Tugas tertulis 1:
Jawab pertanyaan berikut berdasarkan teks tentang krisis kedelai di bawah.
(a) Siapa Ketua Umum Serikat Petani Indonesia (SPI)?
(b) Pada tahun berapa Indonesia ikut meratifikasi WTO?
(c) Dengan pihak mana letter of intent ditandatangani pada tahun 1998?

Kutipan dokumen:
——
JAKARTA. Krisis kedelai yang saat ini sedang menimpa Indonesia sudah sampai tahap yang mengkhawatirkan. Krisis kedelai saat ini adalah perwujudan salah arahnya kebijakan Ekonomi dan Pertanian, serta pangan di Indonesia. Ketua Umum Serikat Petani Indonesia (SPI) Henry Saragih memaparkan salah arahnya kebijakan pertanian Indonesia ini dimulai tahun 1995 ketika Indonesia ikut meratifikasi WTO. Kemudian dilanjutkan dengan ditandatanganinya letter of intent dengan IMF di tahun 1998 yang semakin memasifkan liberalisasi pada sektor pertanian dan pangan di Indonesia.
——
Masukan tugas:
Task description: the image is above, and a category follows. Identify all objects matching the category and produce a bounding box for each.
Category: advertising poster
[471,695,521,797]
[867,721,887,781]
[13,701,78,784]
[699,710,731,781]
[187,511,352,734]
——
Tugas tertulis 2:
Ulangi semua baris catatan di atas tanpa mengubah satu karakter pun.

Keluaran 1:
(a) Henry Saragih
(b) 1995
(c) IMF

Keluaran 2:
Task description: the image is above, and a category follows. Identify all objects matching the category and produce a bounding box for each.
Category: advertising poster
[471,695,521,797]
[867,721,887,781]
[13,701,78,784]
[699,710,731,781]
[187,511,352,734]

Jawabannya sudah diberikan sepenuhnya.